» Given problem
Edit the entries from the line with "of the rough" to the line with "x=352, y=196": replace "purple" with "violet" throughout and change nothing else. Return only those lines.

── Entries supplied ──

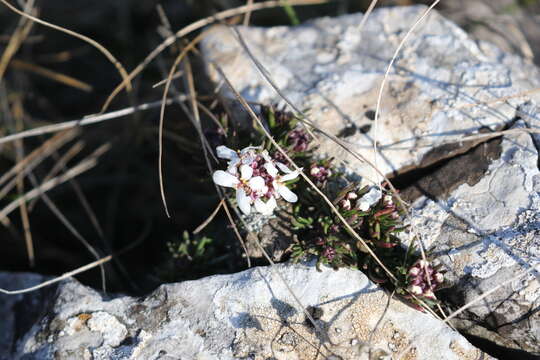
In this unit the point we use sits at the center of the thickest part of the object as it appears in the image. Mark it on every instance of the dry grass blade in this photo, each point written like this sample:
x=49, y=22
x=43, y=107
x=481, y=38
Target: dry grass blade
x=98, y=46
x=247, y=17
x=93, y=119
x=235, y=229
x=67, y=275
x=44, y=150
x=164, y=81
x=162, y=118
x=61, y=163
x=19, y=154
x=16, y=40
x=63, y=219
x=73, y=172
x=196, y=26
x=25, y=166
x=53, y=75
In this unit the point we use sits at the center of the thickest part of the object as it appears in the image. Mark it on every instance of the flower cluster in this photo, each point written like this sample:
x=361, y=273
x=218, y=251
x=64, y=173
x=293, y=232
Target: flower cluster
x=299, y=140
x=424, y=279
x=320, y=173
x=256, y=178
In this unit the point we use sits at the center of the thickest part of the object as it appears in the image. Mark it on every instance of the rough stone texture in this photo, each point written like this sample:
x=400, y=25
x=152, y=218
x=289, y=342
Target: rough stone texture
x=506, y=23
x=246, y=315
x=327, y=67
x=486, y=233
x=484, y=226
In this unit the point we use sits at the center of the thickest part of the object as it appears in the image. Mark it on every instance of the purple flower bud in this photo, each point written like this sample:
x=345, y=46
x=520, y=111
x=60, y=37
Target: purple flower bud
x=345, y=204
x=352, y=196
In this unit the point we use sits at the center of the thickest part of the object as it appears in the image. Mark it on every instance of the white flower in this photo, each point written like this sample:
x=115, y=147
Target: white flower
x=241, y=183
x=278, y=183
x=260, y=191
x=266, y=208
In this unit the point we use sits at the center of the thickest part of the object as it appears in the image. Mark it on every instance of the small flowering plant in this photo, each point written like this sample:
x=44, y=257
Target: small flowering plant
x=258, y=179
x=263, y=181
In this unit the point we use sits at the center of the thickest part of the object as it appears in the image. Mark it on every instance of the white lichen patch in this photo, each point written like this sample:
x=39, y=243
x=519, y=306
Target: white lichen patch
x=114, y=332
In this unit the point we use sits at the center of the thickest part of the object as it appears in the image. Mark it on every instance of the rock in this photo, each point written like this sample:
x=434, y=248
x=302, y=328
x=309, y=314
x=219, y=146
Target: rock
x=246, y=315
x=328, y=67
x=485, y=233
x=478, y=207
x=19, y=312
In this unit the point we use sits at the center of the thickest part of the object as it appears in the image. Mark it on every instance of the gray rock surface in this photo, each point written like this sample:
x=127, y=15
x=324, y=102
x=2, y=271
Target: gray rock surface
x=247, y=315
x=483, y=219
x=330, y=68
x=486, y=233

───
── Entries supplied ──

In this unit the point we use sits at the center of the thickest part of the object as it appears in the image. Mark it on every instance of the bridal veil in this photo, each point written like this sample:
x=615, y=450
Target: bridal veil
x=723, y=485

───
── Entries supplied ──

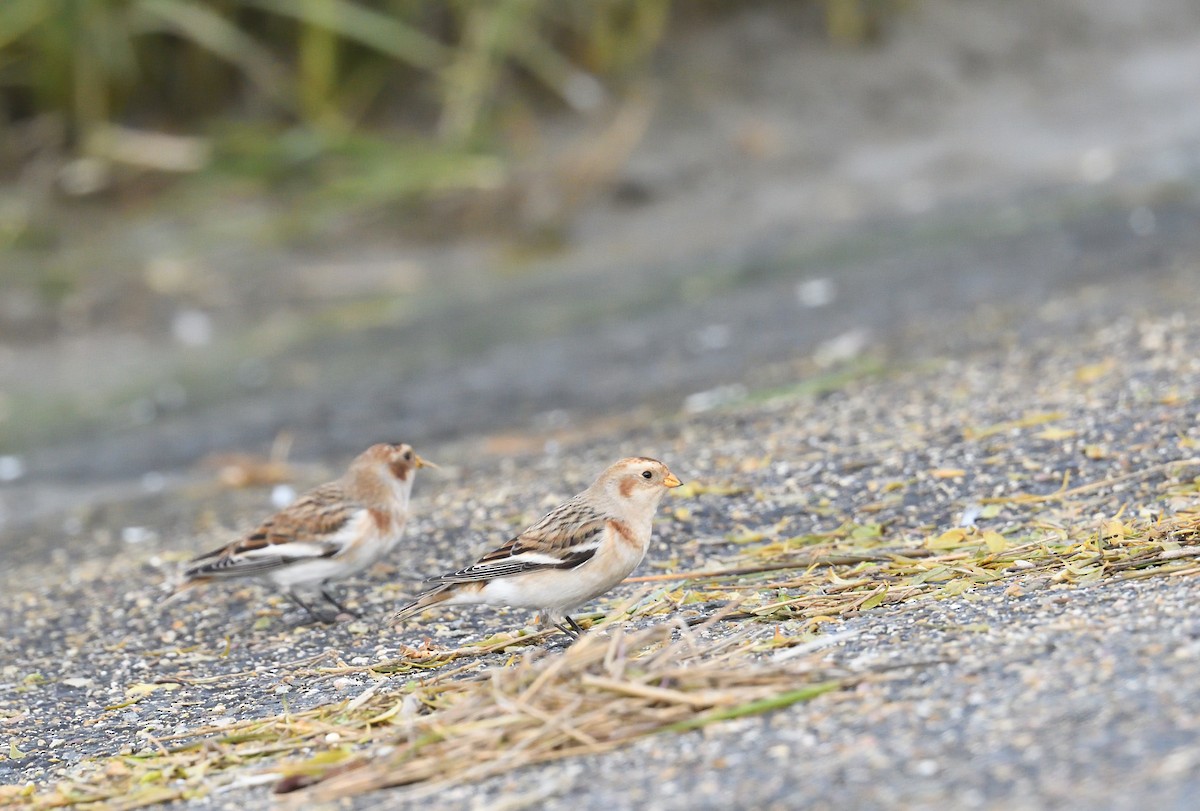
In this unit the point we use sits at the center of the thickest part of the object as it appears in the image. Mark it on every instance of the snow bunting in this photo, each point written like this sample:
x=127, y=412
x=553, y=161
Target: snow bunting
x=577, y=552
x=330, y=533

───

» Task output
In this unit the point we use sits at the center of the thickest part of the object as it appears in the image. Mark it on every instance of the rough stone texture in this photo, each point written like this sample:
x=400, y=25
x=152, y=218
x=289, y=342
Target: rough stone texture
x=506, y=23
x=246, y=315
x=327, y=67
x=486, y=233
x=484, y=226
In this unit the point we use sits at the center of the thickest part of the object as it appears in the image. Mark it on every instance of the violet flower bud in this photo, each point written like this sample:
x=345, y=46
x=520, y=111
x=60, y=37
Target: violet flower bud
x=345, y=204
x=352, y=196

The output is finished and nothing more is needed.